++++ Source document ++++

Recovering from a disk failure
Check which placement group(s) failed:
# Run this from `cephadm shell` ceph health detail
The output will look something like this:
HEALTH_ERR 1 scrub errors; Possible data damage: 1 pg inconsistent [ERR] OSD_SCRUB_ERRORS: 1 scrub errors [ERR] PG_DAMAGED: Possible data damage: 1 pg inconsistent pg 2.5 is active+clean+inconsistent, acting [3,0]
This means that placement group 2.5 failed and is in OSDs 3 and 0. Since our cluster has a replication factor of 2, one of those OSDs will be on the machine with the failed disk, and the other OSD will be on a healthy machine. Run this to see which machines have which OSDs:
ceph osd tree
Repairing the placement group
If the disk failure might have been intermittent, try and see if we can repair the PG first. See https://docs.ceph.com/en/pacific/rados/operations/pg-repair/ for details.

++++ Recorded information ++++

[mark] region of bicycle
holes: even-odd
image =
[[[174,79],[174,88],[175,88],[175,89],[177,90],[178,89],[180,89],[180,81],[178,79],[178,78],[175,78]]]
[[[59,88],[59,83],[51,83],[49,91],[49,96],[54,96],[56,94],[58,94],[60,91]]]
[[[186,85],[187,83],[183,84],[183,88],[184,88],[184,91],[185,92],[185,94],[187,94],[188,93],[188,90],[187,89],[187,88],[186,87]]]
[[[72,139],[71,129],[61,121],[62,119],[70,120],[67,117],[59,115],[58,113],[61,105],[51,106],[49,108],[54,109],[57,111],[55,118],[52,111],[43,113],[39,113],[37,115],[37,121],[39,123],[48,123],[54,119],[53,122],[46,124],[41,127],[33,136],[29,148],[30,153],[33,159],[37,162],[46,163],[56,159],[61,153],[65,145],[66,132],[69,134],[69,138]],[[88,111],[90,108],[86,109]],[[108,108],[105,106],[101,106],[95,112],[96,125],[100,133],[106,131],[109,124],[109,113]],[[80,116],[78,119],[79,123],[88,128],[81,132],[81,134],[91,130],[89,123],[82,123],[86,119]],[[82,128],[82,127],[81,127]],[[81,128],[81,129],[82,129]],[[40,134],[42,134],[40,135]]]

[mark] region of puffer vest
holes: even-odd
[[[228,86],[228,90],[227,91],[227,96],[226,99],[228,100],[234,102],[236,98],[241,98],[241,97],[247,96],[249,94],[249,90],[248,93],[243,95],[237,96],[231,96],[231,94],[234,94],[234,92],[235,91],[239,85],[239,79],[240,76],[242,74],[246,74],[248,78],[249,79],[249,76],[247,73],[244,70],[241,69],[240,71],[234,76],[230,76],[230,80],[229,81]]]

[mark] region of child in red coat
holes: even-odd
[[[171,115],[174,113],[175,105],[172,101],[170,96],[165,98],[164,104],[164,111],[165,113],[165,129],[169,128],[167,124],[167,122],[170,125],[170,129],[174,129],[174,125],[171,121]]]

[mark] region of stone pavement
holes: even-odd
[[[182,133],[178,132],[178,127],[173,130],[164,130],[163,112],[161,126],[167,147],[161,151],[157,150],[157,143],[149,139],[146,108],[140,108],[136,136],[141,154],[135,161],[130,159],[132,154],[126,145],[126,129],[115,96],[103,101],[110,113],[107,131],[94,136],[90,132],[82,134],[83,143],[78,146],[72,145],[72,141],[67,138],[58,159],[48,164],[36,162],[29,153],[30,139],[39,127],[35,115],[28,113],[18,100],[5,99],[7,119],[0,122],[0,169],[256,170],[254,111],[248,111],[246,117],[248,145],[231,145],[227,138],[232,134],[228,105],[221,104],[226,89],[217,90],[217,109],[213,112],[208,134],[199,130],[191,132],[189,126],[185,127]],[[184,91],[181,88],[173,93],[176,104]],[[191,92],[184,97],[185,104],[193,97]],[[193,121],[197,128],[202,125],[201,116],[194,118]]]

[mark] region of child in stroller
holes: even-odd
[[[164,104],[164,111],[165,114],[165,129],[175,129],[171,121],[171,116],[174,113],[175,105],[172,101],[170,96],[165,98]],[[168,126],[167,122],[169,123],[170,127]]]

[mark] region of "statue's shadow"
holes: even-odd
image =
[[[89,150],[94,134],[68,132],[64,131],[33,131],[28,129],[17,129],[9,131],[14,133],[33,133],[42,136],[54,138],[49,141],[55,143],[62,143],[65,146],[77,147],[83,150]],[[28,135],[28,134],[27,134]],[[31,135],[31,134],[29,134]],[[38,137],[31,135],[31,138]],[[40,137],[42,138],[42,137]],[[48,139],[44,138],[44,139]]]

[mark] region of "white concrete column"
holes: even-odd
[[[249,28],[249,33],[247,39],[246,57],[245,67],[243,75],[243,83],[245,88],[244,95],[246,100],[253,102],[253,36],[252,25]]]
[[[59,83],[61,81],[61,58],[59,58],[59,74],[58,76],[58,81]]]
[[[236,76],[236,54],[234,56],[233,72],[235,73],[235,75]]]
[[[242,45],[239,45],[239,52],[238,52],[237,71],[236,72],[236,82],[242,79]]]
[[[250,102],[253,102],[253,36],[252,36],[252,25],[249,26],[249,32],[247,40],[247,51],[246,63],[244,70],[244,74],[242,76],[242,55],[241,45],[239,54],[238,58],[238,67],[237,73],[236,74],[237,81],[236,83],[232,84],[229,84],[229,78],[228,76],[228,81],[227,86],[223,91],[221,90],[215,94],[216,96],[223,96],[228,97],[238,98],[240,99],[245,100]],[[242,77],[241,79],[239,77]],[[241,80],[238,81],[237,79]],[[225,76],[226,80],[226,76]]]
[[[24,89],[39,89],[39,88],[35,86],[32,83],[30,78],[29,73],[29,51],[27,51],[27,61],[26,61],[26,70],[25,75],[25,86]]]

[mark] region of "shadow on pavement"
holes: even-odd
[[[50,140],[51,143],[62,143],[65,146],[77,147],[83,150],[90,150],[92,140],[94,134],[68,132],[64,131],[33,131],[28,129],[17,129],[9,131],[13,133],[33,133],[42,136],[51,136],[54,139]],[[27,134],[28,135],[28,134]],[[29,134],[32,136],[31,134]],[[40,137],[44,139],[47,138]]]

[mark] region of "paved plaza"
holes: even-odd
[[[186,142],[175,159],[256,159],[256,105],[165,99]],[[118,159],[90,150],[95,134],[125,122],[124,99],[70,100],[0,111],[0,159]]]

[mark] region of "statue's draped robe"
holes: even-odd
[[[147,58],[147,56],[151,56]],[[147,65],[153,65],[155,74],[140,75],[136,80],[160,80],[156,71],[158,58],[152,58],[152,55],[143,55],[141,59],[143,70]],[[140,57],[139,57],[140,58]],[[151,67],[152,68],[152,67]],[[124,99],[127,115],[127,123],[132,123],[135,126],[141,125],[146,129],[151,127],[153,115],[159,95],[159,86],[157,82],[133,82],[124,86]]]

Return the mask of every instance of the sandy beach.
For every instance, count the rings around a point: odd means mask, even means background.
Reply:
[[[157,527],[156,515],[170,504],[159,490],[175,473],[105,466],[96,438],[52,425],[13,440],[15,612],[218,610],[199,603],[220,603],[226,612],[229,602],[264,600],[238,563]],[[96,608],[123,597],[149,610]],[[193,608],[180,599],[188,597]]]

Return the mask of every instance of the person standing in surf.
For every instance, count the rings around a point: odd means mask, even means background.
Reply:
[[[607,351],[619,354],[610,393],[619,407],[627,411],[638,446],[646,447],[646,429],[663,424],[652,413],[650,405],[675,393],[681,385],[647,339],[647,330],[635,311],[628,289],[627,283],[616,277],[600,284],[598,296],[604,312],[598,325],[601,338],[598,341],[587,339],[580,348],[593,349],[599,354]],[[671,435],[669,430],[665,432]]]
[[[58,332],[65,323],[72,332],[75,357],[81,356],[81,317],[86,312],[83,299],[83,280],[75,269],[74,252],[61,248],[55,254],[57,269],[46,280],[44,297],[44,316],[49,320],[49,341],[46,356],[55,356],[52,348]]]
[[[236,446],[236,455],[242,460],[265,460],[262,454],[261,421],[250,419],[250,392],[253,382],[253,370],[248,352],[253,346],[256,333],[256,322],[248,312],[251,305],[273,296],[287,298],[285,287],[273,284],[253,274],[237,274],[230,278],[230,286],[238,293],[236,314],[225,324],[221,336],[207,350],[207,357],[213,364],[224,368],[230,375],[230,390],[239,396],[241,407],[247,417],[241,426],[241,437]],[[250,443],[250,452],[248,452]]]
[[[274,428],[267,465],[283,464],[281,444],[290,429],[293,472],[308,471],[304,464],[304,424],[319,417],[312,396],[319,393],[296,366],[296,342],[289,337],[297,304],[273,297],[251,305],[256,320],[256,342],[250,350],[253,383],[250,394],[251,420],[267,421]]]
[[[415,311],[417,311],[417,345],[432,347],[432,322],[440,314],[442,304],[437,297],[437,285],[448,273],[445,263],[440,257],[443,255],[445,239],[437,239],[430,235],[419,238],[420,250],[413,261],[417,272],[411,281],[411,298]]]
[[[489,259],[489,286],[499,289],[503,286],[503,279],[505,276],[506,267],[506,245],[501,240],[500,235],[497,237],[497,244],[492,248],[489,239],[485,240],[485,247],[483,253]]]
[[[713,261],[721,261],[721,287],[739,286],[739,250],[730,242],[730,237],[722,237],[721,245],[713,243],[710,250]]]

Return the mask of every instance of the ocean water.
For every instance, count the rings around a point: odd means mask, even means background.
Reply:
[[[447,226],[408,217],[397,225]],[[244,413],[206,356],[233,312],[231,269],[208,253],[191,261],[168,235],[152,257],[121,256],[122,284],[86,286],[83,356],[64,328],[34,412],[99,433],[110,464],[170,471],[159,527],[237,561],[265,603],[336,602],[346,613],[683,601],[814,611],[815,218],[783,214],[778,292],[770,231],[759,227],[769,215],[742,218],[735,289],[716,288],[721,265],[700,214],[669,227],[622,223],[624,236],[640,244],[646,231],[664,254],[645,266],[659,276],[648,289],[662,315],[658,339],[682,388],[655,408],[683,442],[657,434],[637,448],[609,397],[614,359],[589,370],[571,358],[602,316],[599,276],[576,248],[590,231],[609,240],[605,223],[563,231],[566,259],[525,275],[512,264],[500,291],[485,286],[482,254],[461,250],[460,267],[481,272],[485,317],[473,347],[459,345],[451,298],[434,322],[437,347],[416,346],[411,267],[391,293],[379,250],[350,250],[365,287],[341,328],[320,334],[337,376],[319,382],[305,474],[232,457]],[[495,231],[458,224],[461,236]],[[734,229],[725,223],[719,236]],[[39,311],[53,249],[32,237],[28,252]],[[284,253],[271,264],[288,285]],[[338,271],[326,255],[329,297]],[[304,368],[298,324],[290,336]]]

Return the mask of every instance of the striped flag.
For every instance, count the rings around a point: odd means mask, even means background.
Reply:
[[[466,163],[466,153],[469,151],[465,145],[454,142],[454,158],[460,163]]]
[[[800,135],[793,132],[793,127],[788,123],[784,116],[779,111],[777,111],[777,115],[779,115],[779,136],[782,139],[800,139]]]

++++

▶ **Prompt 1**
Summarize the disk failure recovery text in two sentences.
▶ **Prompt 2**
According to the disk failure recovery text, what replication factor does the cluster have?
Base your work solely on the disk failure recovery text and set the lines aside.

▶ **Solution 1**
Running `ceph health detail` from `cephadm shell` shows which placement group failed and which OSDs hold it, and `ceph osd tree` shows which machines have which OSDs. If the disk failure might have been intermittent, the first step is to try repairing the placement group.

▶ **Solution 2**
The cluster has a replication factor of 2.